Put the entries below into a two-column CSV with the headers "prompt" and "polygons", one row per entry. Place each entry's text and its answer in a single quoted field each, replace line breaks with spaces, and leave out the pictures.

###

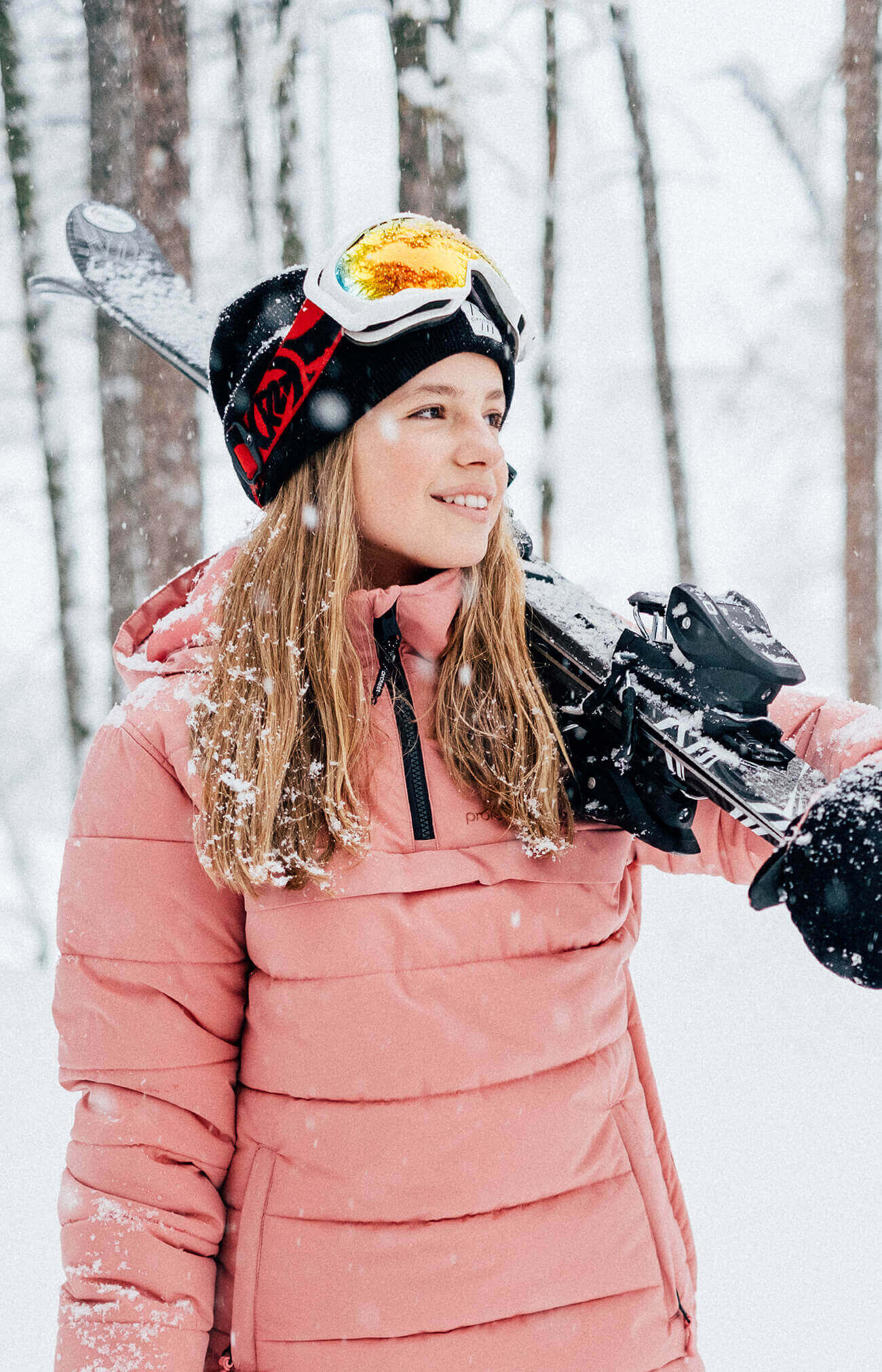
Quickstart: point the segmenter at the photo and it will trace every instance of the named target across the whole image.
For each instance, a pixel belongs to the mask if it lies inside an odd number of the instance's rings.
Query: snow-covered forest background
[[[281,263],[274,8],[266,0],[187,4],[192,283],[214,313]],[[420,18],[446,10],[446,0],[398,8]],[[455,48],[442,44],[432,58],[464,133],[469,232],[535,318],[546,217],[545,8],[462,0]],[[556,8],[554,425],[546,440],[534,357],[505,431],[519,471],[510,497],[539,541],[539,477],[554,472],[553,561],[624,612],[632,590],[678,579],[641,195],[609,8],[591,0]],[[18,37],[27,100],[40,270],[70,274],[64,220],[89,196],[82,10],[77,0],[12,0],[1,10]],[[695,579],[756,600],[809,685],[846,694],[842,4],[634,0],[630,11],[658,187]],[[298,23],[294,181],[302,239],[314,254],[398,207],[396,84],[381,0],[313,0]],[[414,100],[428,99],[417,86]],[[93,731],[110,708],[95,320],[89,306],[56,300],[48,324],[56,380],[48,417],[67,454],[73,623]],[[62,1280],[55,1198],[73,1113],[55,1076],[52,929],[77,761],[25,343],[3,152],[0,1361],[48,1372]],[[252,510],[204,398],[198,420],[198,552],[207,553]],[[872,1372],[882,1349],[882,1000],[824,971],[782,908],[756,914],[741,889],[652,871],[634,974],[695,1229],[708,1372]]]

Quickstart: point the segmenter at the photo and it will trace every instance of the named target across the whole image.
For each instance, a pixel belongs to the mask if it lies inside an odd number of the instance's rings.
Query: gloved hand
[[[793,838],[760,867],[754,910],[785,901],[819,962],[882,988],[882,759],[849,767],[809,805]]]

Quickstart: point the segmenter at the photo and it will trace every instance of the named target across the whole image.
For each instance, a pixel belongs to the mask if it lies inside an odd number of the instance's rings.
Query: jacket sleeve
[[[827,781],[882,749],[882,711],[874,705],[785,687],[770,715],[785,742]],[[771,844],[711,800],[698,801],[693,833],[701,847],[694,856],[663,853],[635,838],[632,860],[663,871],[711,873],[746,885],[772,852]]]
[[[59,1196],[55,1372],[202,1372],[235,1146],[247,959],[193,804],[129,722],[104,723],[64,848],[52,1006],[80,1091]]]

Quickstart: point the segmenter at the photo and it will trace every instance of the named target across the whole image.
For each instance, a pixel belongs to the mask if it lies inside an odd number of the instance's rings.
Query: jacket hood
[[[185,567],[148,595],[121,624],[114,641],[114,663],[132,690],[151,676],[206,667],[208,627],[217,620],[226,573],[239,542]]]
[[[139,605],[114,641],[114,661],[132,690],[140,682],[207,667],[211,624],[240,541],[184,568]],[[414,586],[357,590],[348,597],[347,623],[365,665],[374,661],[373,620],[398,605],[405,642],[421,657],[439,657],[462,600],[460,568],[438,572]]]

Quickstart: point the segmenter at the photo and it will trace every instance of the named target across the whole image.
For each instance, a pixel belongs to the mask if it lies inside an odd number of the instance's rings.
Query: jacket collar
[[[418,657],[435,661],[443,653],[450,624],[462,601],[462,571],[451,567],[414,586],[353,591],[346,622],[365,667],[376,663],[373,622],[395,605],[402,642]]]

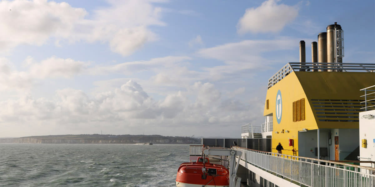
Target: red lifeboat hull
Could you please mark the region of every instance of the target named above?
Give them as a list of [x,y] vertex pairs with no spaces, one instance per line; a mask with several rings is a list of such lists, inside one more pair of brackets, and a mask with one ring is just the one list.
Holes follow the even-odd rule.
[[[200,159],[198,158],[198,160]],[[177,187],[229,186],[229,172],[221,165],[203,162],[186,162],[180,165],[176,177]]]

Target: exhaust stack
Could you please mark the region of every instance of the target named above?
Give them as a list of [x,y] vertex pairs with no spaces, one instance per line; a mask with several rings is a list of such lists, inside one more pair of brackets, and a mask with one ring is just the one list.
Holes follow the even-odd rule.
[[303,69],[300,70],[300,71],[305,71],[304,69],[306,68],[305,64],[306,62],[306,50],[305,47],[305,43],[303,40],[300,41],[300,62],[301,63],[301,68]]
[[[311,42],[311,62],[314,64],[312,67],[318,68],[318,43],[316,42]],[[318,69],[314,69],[313,71],[318,71]]]
[[[335,63],[335,67],[339,67],[344,56],[343,31],[337,22],[327,26],[327,62]],[[339,70],[328,71],[340,71]]]
[[[327,33],[320,33],[318,35],[318,63],[320,65],[327,62]],[[325,68],[324,66],[321,68]],[[327,71],[326,70],[321,69],[319,71]]]

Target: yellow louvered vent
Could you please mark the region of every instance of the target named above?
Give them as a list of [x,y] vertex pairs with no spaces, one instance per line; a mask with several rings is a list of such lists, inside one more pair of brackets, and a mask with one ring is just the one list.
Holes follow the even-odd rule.
[[303,121],[304,120],[304,98],[302,98],[300,100],[301,101],[301,120]]
[[297,121],[297,102],[293,102],[293,122]]
[[312,108],[321,122],[359,122],[364,104],[360,100],[312,99]]
[[303,98],[293,102],[293,121],[303,121],[305,118],[304,98]]

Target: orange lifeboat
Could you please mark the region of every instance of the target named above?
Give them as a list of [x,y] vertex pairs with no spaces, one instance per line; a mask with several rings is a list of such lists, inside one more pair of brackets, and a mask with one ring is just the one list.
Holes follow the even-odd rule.
[[210,163],[207,158],[199,157],[195,162],[185,162],[180,165],[176,186],[228,187],[229,171],[221,165]]

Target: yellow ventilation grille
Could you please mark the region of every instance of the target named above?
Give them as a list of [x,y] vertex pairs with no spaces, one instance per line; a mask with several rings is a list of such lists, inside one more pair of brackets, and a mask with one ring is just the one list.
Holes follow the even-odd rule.
[[293,102],[293,122],[297,121],[297,102]]
[[321,122],[359,122],[358,113],[363,111],[360,100],[312,99],[312,108]]
[[301,102],[301,120],[304,120],[305,118],[304,115],[304,98],[302,98],[300,100]]
[[293,102],[293,121],[299,122],[305,120],[304,98]]

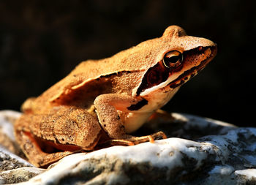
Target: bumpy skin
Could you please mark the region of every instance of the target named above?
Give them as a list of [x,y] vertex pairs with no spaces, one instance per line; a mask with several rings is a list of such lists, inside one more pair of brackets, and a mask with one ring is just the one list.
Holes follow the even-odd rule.
[[[172,50],[184,59],[178,67],[167,69],[163,58]],[[42,95],[24,102],[24,113],[15,123],[17,140],[31,162],[47,166],[108,140],[132,145],[165,137],[162,132],[140,137],[127,133],[167,103],[216,52],[211,41],[187,36],[172,26],[159,38],[108,58],[83,61]]]

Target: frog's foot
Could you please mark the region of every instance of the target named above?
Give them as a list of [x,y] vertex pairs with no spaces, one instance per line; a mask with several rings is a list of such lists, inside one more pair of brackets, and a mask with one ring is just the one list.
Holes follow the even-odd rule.
[[167,136],[163,132],[158,132],[153,135],[142,137],[135,137],[127,135],[124,139],[113,139],[108,141],[112,146],[134,146],[142,143],[148,142],[153,143],[155,140],[159,138],[166,139]]
[[47,167],[61,158],[74,154],[75,151],[59,151],[45,153],[42,151],[36,140],[29,132],[16,133],[16,138],[24,143],[20,146],[29,162],[36,167]]
[[173,120],[174,118],[171,116],[171,113],[158,109],[148,118],[148,121],[152,124],[171,123]]

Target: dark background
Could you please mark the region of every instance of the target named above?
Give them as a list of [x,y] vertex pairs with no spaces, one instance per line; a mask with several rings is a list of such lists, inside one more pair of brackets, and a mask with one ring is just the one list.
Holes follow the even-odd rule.
[[218,45],[215,59],[164,107],[255,126],[254,1],[1,1],[0,110],[29,97],[80,61],[160,37],[169,25]]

###

TASK ANSWER –
prompt,polygons
"Quickstart: point the segmenter at the photo and it will trace every instance of the named target across the whole image. For each instance, a pixel belongs to the mask if it lies inside an odd number of the instance's rings. Query: snow-covered forest background","[[[281,263],[274,8],[266,0],[187,4],[192,283],[214,313]],[[420,18],[446,10],[446,0],[398,8]],[[455,48],[442,44],[432,58],[464,133],[469,232],[535,318],[546,217],[545,8],[462,0]],[[556,8],[554,425],[546,440],[534,357],[505,431],[519,471],[510,497],[539,541],[539,477],[554,472],[553,561],[624,612],[632,590],[678,579],[641,195],[609,8],[591,0]],[[18,37],[27,100],[40,270],[70,274],[64,220],[89,196],[82,10],[77,0],[12,0],[1,10]],[[695,579],[756,600],[809,685],[846,694],[842,4],[634,0],[630,11],[658,187]],[[298,23],[294,181],[302,239],[314,254],[398,207],[396,84],[381,0],[313,0]],[[414,100],[428,99],[417,86]],[[93,731],[110,708],[95,320],[89,306],[56,300],[48,324],[56,380],[48,417],[67,454],[73,623]],[[62,1280],[55,1198],[73,1113],[55,1076],[52,929],[77,761],[25,343],[3,152],[0,1361],[48,1372]],[[252,510],[204,398],[198,420],[198,552],[207,553]],[[872,1372],[882,1349],[882,1000],[824,971],[782,908],[756,914],[741,889],[652,871],[634,974],[695,1229],[708,1372]]]"
"Quickstart: point the segmenter at the photo and it will trace every instance of the named target across the whole image. For each instance, a pixel belongs to the mask if it lies inside an odd number of the instance's rings. Query: gloved hand","[[[793,838],[760,867],[754,910],[785,901],[819,962],[882,988],[882,759],[849,767],[809,805]]]"
"Quickstart: point the segmenter at the photo and it will trace every instance of the named target across the whole image. For each instance, a pixel belongs to the mask if it lies inside an odd number of the instance's rings. Query: jacket sleeve","[[[827,781],[882,749],[882,711],[874,705],[785,687],[770,715],[785,742]],[[771,844],[711,800],[698,801],[693,833],[701,847],[694,856],[663,853],[635,838],[632,860],[663,871],[711,873],[746,885],[772,852]]] [[[59,1196],[55,1372],[202,1372],[235,1146],[247,959],[193,804],[129,722],[104,723],[64,848],[52,1006],[80,1091]]]"
"Quickstart: point the segmenter at the photo and it will trace every instance of the named target across the whole image. For each instance, a pixel belongs to the mask if it lies inside an odd number of the instance's rings. Query: jacket hood","[[[185,567],[148,595],[121,624],[114,641],[114,663],[132,690],[151,676],[206,667],[208,627],[217,620],[226,573],[239,542]]] [[[139,605],[114,641],[114,661],[132,690],[140,682],[207,667],[211,624],[240,541],[184,568]],[[414,586],[357,590],[348,597],[347,623],[365,665],[374,661],[373,620],[398,605],[405,642],[421,657],[439,657],[462,600],[460,568],[438,572]]]"
"Quickstart: point the segmenter at the photo and it will trace every instance of the named target across the whole image. For each instance, a pixel belongs to the mask if it lies inside an odd number of the instance's rings. Query: jacket collar","[[[418,657],[435,661],[443,653],[450,624],[462,601],[462,571],[451,567],[414,586],[353,591],[346,622],[365,667],[376,663],[373,622],[395,605],[402,642]]]"
"Target: red lifeboat hull Could you please mark the region of every instance of the target named above? Give them as a list of [x,y] vertex pairs with no spaces, one instance per line; a mask with several rings is a list of such lists, inside one more pair of brackets, and a mask with one ring is just the one list. Holes follow the even-odd rule.","[[[200,159],[198,158],[198,160]],[[177,187],[229,186],[229,172],[221,165],[203,162],[186,162],[180,165],[176,177]]]"
"Target: exhaust stack Could you please mark the region of every instance of the target named above? Give them as a list of [x,y] vertex pairs with no spaces, one instance per line; a mask with several rings is a list of such lists, inside one more pair of brackets, and a mask with one ring is just the one list. Holes follow the even-odd rule.","[[303,69],[300,70],[300,71],[305,71],[304,69],[306,68],[305,64],[306,62],[306,50],[305,47],[305,43],[303,40],[300,41],[300,62],[301,63],[301,68]] [[[311,42],[311,62],[314,64],[312,67],[318,68],[318,43],[316,42]],[[318,69],[314,69],[313,71],[318,71]]] [[[335,63],[335,67],[339,67],[344,56],[343,31],[337,22],[327,26],[327,62]],[[339,70],[328,71],[340,71]]] [[[327,33],[320,33],[318,35],[318,63],[320,65],[327,62]],[[325,68],[324,66],[321,68]],[[327,71],[326,70],[321,69],[319,71]]]"
"Target: yellow louvered vent Could you please mark the region of every instance of the target named above? Give them as a list of [x,y] vertex pairs with no spaces, one instance per line; a mask with several rings is a list of such lists, inside one more pair of brackets, and a mask with one ring is just the one list. Holes follow the even-odd rule.","[[303,121],[304,120],[304,98],[302,98],[300,100],[301,101],[301,120]] [[297,121],[297,102],[293,102],[293,122]] [[312,108],[321,122],[359,122],[364,104],[360,100],[312,99]] [[303,98],[293,102],[293,121],[303,121],[305,118],[304,98]]"
"Target: orange lifeboat Could you please mark the region of every instance of the target named above? Give them as a list of [x,y] vertex pairs with no spaces, one instance per line; a mask with several rings is a list of such lists, inside one more pair of brackets, and a mask with one ring is just the one list. Holes follow the even-odd rule.","[[210,163],[207,158],[199,157],[195,162],[185,162],[180,165],[176,186],[228,187],[229,171],[221,165]]"
"Target: yellow ventilation grille Could you please mark the region of every instance of the target named above? Give them as a list of [x,y] vertex pairs with no spaces, one instance per line; a mask with several rings is a list of such lists, inside one more pair of brackets, and a mask with one ring is just the one list. Holes follow the even-odd rule.","[[293,102],[293,122],[297,121],[297,102]] [[321,122],[359,122],[358,113],[363,111],[360,100],[312,99],[312,108]] [[301,102],[301,120],[304,120],[305,118],[304,115],[304,98],[302,98],[300,100]] [[293,102],[293,121],[299,122],[305,120],[304,98]]"
"Target: bumpy skin Could you please mark the region of every instance of the target named above? Give them as a list of [x,y] vertex pairs with no spaces, one instance per line; a mask with several rings is a list of such lists, inside one more pair of brackets, and a mask with one ring is just the one list. Holes follow the even-odd rule.","[[[172,50],[184,59],[178,67],[167,69],[163,58]],[[42,95],[24,102],[24,113],[15,123],[17,140],[31,162],[47,166],[108,140],[132,145],[165,137],[162,132],[140,137],[127,133],[167,103],[216,52],[211,41],[187,36],[172,26],[159,38],[108,58],[83,61]]]"
"Target: frog's foot Could you please mark the region of every instance of the target named above? Give them as a list of [x,y] vertex pairs with no spaces, one instance per line; a mask with several rings is a list of such lists, inside one more pair of brackets, and a mask with one ring is just the one list. Holes follow the even-odd rule.","[[167,136],[163,132],[158,132],[153,135],[142,137],[135,137],[127,135],[124,139],[113,139],[108,141],[112,146],[134,146],[142,143],[148,142],[153,143],[155,140],[159,138],[166,139]] [[47,167],[61,158],[74,154],[75,151],[59,151],[45,153],[42,151],[36,140],[29,132],[16,133],[16,138],[24,143],[20,146],[29,162],[36,167]] [[173,120],[174,118],[171,116],[171,113],[158,109],[148,118],[148,121],[152,124],[171,123]]"
"Target: dark background Could you please mark the region of every instance of the target named above? Give them as a list of [x,y] vertex pairs with no spaces, one instance per line; a mask with several rings is a list of such lists, inside one more pair of brackets, and a mask with one ring is just the one list. Holes follow the even-odd rule.","[[218,45],[215,59],[164,107],[255,126],[254,1],[1,1],[0,110],[29,97],[80,61],[160,37],[169,25]]"